TASK TO CARRY OUT: Could you copy out every one of the entries below word for word, omitting the pictures?

Entries from a point annotation set:

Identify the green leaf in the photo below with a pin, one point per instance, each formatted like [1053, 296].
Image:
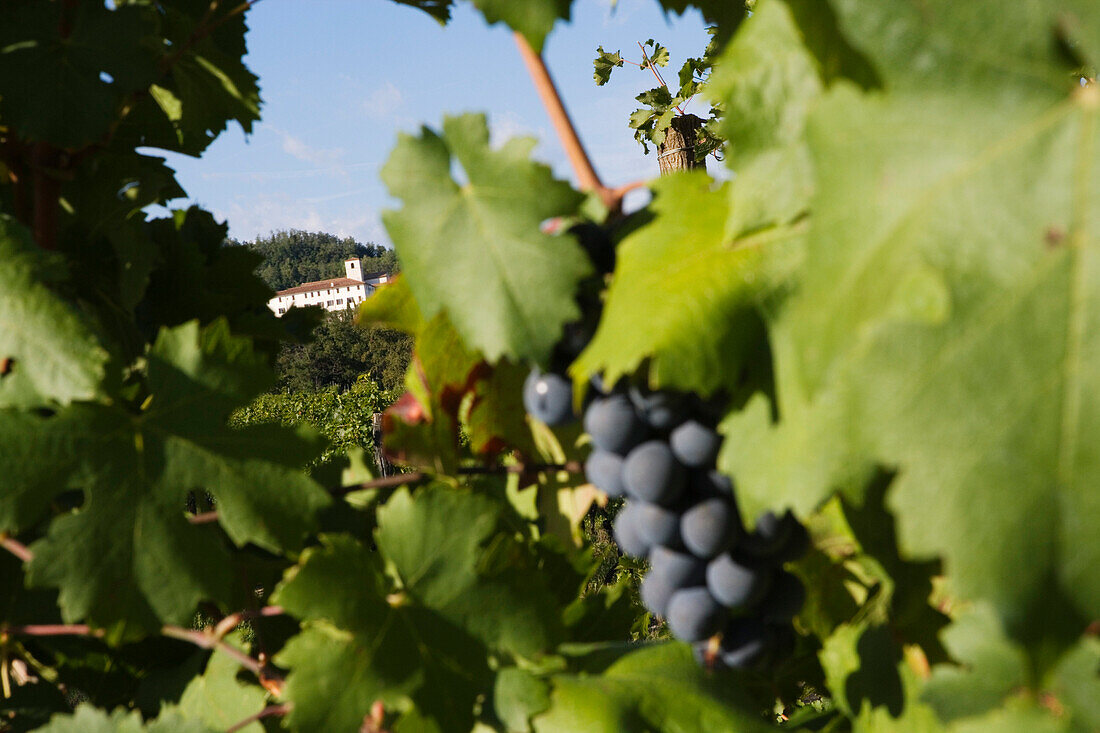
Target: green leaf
[708, 282]
[659, 688]
[990, 667]
[129, 554]
[51, 353]
[946, 326]
[438, 9]
[484, 231]
[658, 55]
[420, 635]
[218, 699]
[534, 19]
[507, 611]
[88, 719]
[359, 647]
[604, 63]
[517, 697]
[51, 85]
[766, 83]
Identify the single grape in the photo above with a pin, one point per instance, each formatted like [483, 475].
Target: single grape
[707, 483]
[784, 600]
[656, 592]
[651, 473]
[626, 533]
[768, 538]
[679, 569]
[549, 397]
[661, 409]
[710, 527]
[694, 444]
[744, 643]
[613, 424]
[737, 586]
[693, 614]
[659, 525]
[605, 470]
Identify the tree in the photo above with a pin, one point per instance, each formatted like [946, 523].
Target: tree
[340, 352]
[293, 256]
[890, 313]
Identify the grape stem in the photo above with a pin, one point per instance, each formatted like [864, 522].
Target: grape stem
[270, 711]
[657, 75]
[17, 548]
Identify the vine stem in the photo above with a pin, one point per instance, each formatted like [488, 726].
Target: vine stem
[563, 126]
[657, 75]
[17, 548]
[270, 711]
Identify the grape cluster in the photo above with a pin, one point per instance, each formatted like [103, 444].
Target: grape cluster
[707, 575]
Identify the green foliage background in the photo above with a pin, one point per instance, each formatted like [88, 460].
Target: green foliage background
[898, 290]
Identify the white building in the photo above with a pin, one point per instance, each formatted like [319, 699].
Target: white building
[332, 294]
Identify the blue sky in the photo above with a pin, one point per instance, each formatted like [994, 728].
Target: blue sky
[340, 79]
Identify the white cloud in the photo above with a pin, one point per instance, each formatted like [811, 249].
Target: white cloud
[298, 149]
[384, 101]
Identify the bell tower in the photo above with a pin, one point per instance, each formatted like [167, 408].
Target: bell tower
[353, 267]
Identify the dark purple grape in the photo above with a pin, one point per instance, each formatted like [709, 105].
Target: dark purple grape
[661, 409]
[693, 614]
[679, 569]
[737, 586]
[776, 539]
[605, 470]
[549, 397]
[694, 444]
[659, 525]
[656, 592]
[784, 600]
[744, 643]
[651, 473]
[613, 424]
[625, 529]
[710, 527]
[706, 483]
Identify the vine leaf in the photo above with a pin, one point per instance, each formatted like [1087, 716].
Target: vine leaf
[532, 18]
[708, 282]
[604, 63]
[659, 688]
[422, 641]
[947, 327]
[218, 699]
[88, 719]
[474, 249]
[128, 554]
[766, 81]
[52, 352]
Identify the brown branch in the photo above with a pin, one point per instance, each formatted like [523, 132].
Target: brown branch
[208, 641]
[270, 711]
[556, 109]
[52, 630]
[17, 548]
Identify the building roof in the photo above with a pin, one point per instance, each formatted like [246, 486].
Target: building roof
[320, 285]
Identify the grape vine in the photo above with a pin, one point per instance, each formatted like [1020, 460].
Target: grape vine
[810, 448]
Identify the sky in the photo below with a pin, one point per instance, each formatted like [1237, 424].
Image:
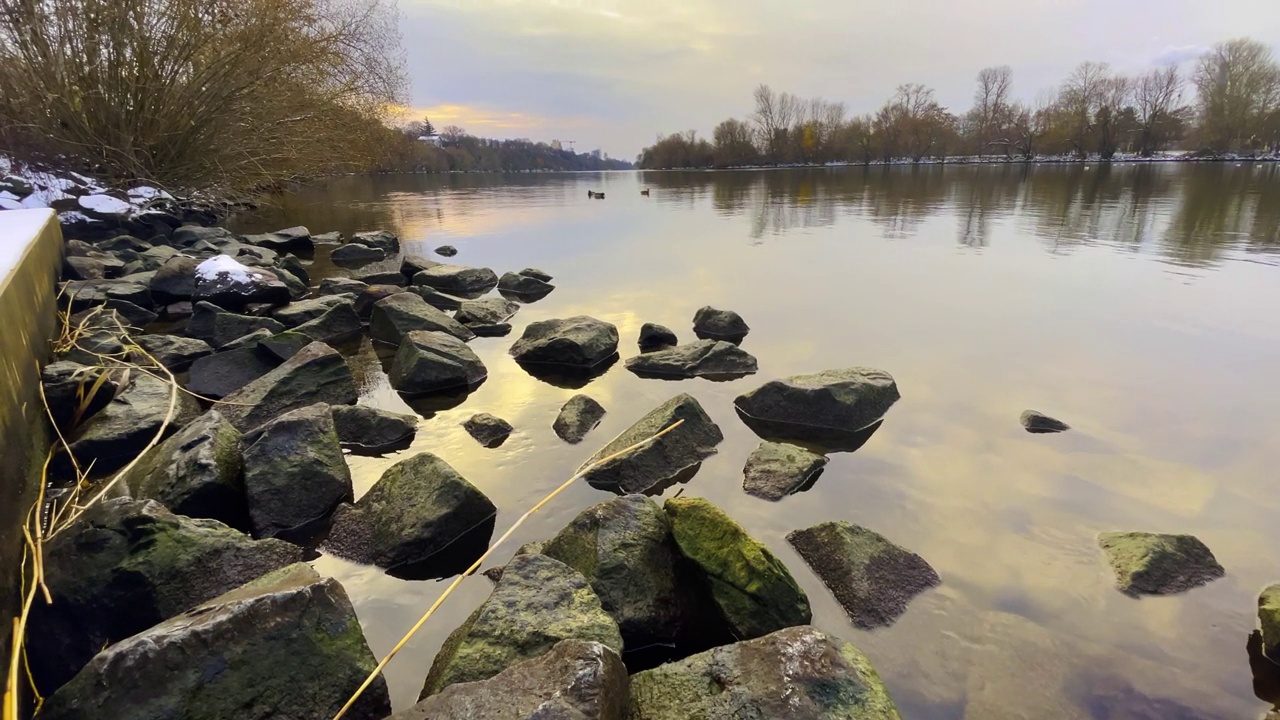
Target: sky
[615, 74]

RESULT FOR THIS TASK:
Identify the green leaf in the photo below with a pin, one point per instance, each formatted like [1053, 296].
Image:
Target: green leaf
[708, 282]
[659, 688]
[990, 667]
[129, 554]
[51, 353]
[946, 326]
[438, 9]
[484, 231]
[658, 55]
[420, 635]
[218, 699]
[534, 19]
[507, 611]
[88, 719]
[359, 647]
[604, 63]
[517, 697]
[51, 85]
[766, 83]
Identify the single grape in the photo above with a pin, one point per instance, each formatted like [483, 475].
Target: single grape
[707, 483]
[784, 600]
[656, 592]
[651, 473]
[626, 533]
[768, 538]
[679, 569]
[549, 397]
[661, 409]
[710, 527]
[694, 444]
[744, 643]
[613, 424]
[737, 586]
[693, 614]
[659, 525]
[605, 470]
Identify the tree in the photo above with a pin, one point per instance, each formatted like [946, 523].
Target: tree
[340, 352]
[293, 256]
[890, 313]
Identify the grape stem in the photo above with a pin, one point per instance, each formatted like [864, 522].
Target: grape stem
[270, 711]
[657, 75]
[17, 548]
Identify the vine stem in the photo above with a pin, one point per instance, each formatted like [488, 726].
Target: vine stem
[563, 126]
[657, 75]
[17, 548]
[270, 711]
Identify the grape cluster in the photo above with a pin, one point per instance, each formatted like [103, 444].
Target: grape cluster
[707, 575]
Identify the green foliage background in the photo above with a pin, one point per instance, each formatted like [88, 460].
Target: green foliage background
[898, 290]
Identify the white building in the photo above with a pin, one point per instance, each formatted like [319, 699].
Target: white building
[332, 294]
Identify the blue sky in the photo above with a pin, one point per instance, each formatted like [994, 728].
Target: blue sky
[340, 79]
Identify the white cloud in the photo above with a pin, one point per instance, each formatted like [811, 249].
Target: white cloud
[298, 149]
[384, 101]
Identify the bell tower in the photo above with a pin, one point per instance, each formatted like [167, 408].
Target: bell tower
[353, 267]
Identify the dark purple grape in the photo above with a pin, one point per instance, each formatted like [709, 105].
Target: dark purple grape
[661, 409]
[693, 614]
[679, 569]
[737, 586]
[776, 539]
[605, 470]
[549, 397]
[694, 444]
[659, 525]
[656, 592]
[784, 600]
[744, 643]
[651, 473]
[613, 424]
[625, 529]
[710, 527]
[706, 483]
Identify the vine leaf in the photo above with a pin, one point per instance, each formatted like [1087, 716].
Target: vine leaf
[532, 18]
[708, 282]
[604, 63]
[659, 688]
[422, 641]
[947, 327]
[218, 699]
[88, 719]
[474, 249]
[128, 554]
[766, 81]
[52, 352]
Identify the brown branch in the photo above with a pin, one point per instance, each formatted like [523, 132].
Target: brown branch
[208, 641]
[270, 711]
[556, 109]
[52, 630]
[17, 548]
Identify the building roof in the photo above with a pin, one point per instance, each formatted like [246, 486].
Target: building roof
[320, 285]
Identify the grape vine in the photo above with a pin, one point per instance, each formatted like [1020, 460].
Target: grape vine
[810, 448]
Identify the sky in the photo below with a pin, one point per instance, each formatted like [1237, 424].
Image:
Target: sky
[615, 74]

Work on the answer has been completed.